## [Testo fornito]
____

L’armonia musicale nella Divina Commedia

di Alessandro Clemenzia · «Tanto più dolce armonia resulta, quanto più la relazione è bella». Queste parole di Dante Alighieri, tratte dal suo Convivio, esprimono al meglio il percorso sviluppato da Giuseppe Liberto, musicista e compositore, nel suo ultimo libro intitolato Dante Alighieri. Poesia e canto, musica e danza (Edizioni Feeria 2022). Viene presentato in queste pagine il fascino dell’intimo rapporto tra parola e musica, sempre presente nel gran poeta quando, a metà della sua vita, ha attraversato l’Inferno, il Purgatorio e il Paradiso.

____

## [Consegne dell'esercizio]
A. Rispondi alle seguenti domande sul testo fornito, una per riga.
(i) Da quale opera di Dante è tratta la citazione posta all'inizio?
(ii) Quali professioni vengono attribuite a Giuseppe Liberto?
(iii) Con quale editore e in quale anno è stato pubblicato il suo libro?
B. Elenca i regni che, secondo il testo fornito, il poeta ha attraversato a metà della sua vita.

____

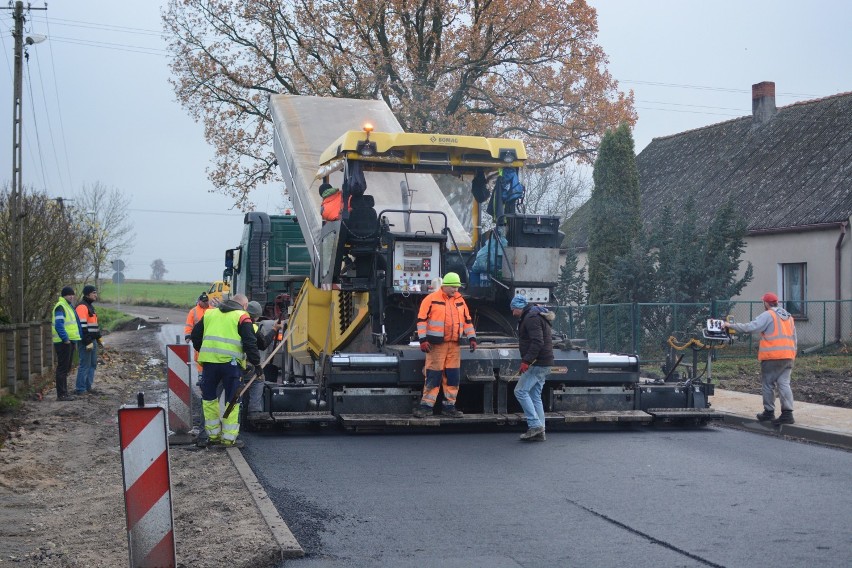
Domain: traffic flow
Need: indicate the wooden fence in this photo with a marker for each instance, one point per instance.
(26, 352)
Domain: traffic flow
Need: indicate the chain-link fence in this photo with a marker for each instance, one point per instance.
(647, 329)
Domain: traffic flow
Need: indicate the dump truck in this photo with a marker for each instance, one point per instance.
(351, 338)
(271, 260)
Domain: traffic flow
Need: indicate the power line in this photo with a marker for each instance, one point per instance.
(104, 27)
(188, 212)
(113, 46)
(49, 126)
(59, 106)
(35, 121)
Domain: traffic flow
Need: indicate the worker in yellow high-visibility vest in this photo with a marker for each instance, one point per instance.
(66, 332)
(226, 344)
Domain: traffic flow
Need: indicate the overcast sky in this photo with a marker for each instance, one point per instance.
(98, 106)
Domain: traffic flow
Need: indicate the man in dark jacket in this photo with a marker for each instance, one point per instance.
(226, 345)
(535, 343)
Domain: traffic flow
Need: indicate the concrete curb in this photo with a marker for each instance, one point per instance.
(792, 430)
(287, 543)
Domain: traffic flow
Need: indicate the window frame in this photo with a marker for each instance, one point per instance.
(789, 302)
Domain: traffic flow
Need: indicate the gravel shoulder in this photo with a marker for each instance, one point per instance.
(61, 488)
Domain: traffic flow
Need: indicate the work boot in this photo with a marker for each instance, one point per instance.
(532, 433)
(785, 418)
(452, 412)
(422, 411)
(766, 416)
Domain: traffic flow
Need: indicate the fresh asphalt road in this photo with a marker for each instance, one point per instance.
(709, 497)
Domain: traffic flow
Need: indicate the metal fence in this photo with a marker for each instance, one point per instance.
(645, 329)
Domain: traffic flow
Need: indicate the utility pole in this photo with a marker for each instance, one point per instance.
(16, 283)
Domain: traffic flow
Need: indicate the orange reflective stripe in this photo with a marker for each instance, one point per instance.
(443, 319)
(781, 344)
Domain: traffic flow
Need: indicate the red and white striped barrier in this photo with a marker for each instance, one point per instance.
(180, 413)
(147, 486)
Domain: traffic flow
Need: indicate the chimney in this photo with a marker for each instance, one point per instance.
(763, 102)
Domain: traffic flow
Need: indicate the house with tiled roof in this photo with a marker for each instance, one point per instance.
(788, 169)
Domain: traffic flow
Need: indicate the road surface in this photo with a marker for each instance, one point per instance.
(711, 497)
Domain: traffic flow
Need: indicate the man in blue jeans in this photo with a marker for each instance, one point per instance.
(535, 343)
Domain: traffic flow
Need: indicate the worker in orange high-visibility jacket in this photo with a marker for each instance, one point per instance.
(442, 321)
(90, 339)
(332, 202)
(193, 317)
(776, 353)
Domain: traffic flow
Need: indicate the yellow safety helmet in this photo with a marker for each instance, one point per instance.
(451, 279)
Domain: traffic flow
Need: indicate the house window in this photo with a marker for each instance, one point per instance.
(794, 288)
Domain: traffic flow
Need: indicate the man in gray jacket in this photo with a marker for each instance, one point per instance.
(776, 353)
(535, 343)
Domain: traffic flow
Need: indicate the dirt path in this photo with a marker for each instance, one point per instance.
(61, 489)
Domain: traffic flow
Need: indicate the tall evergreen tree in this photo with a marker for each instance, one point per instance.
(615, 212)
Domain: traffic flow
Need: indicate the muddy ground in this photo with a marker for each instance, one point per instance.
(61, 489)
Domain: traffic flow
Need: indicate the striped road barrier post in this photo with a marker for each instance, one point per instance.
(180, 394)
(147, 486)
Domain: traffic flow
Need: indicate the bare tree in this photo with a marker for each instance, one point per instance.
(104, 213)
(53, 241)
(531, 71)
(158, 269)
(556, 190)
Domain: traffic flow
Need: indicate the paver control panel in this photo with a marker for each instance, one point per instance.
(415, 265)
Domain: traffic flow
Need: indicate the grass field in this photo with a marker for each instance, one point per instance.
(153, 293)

____

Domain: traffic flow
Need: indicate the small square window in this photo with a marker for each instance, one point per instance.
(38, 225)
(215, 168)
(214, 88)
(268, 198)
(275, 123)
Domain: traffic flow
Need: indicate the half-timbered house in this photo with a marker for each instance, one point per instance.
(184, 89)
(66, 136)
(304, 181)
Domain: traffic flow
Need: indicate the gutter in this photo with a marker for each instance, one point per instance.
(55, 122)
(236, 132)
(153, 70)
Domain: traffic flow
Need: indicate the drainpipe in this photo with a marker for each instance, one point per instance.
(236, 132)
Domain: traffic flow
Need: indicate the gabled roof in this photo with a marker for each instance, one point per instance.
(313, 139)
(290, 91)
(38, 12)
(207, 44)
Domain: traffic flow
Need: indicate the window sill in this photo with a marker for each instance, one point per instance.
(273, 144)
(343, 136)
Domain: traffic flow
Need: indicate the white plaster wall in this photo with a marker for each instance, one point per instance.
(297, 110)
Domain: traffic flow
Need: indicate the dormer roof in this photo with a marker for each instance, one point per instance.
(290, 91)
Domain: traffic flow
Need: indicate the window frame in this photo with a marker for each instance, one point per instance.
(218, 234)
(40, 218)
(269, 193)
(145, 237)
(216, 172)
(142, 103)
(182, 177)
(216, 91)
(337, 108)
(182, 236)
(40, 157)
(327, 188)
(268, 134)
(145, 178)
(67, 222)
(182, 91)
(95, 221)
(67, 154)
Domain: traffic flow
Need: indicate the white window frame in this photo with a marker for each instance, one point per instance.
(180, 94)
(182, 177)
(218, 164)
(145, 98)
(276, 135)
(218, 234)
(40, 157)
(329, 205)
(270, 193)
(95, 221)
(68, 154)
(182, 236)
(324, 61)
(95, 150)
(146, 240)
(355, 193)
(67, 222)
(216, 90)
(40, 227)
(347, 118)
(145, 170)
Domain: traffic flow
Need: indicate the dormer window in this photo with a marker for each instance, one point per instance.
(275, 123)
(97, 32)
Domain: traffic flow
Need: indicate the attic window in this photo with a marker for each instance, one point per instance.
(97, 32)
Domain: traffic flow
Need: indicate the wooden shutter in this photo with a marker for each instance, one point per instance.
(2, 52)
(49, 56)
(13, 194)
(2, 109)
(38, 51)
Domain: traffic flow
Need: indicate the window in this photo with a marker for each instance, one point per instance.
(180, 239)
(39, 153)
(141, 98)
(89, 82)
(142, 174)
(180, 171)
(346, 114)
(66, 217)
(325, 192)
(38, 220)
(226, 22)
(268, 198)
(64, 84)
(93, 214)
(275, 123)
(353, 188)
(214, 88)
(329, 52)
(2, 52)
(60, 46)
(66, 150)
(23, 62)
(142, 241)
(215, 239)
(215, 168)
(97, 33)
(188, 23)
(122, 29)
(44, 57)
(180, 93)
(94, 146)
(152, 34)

____

## [Risposte in ordine]
A.
(i) La citazione è tratta dal Convivio.
(ii) Giuseppe Liberto è indicato come musicista e compositore.
(iii) Il libro è stato pubblicato dalle Edizioni Feeria nel 2022.

B. Il poeta ha attraversato l'Inferno, il Purgatorio e il Paradiso.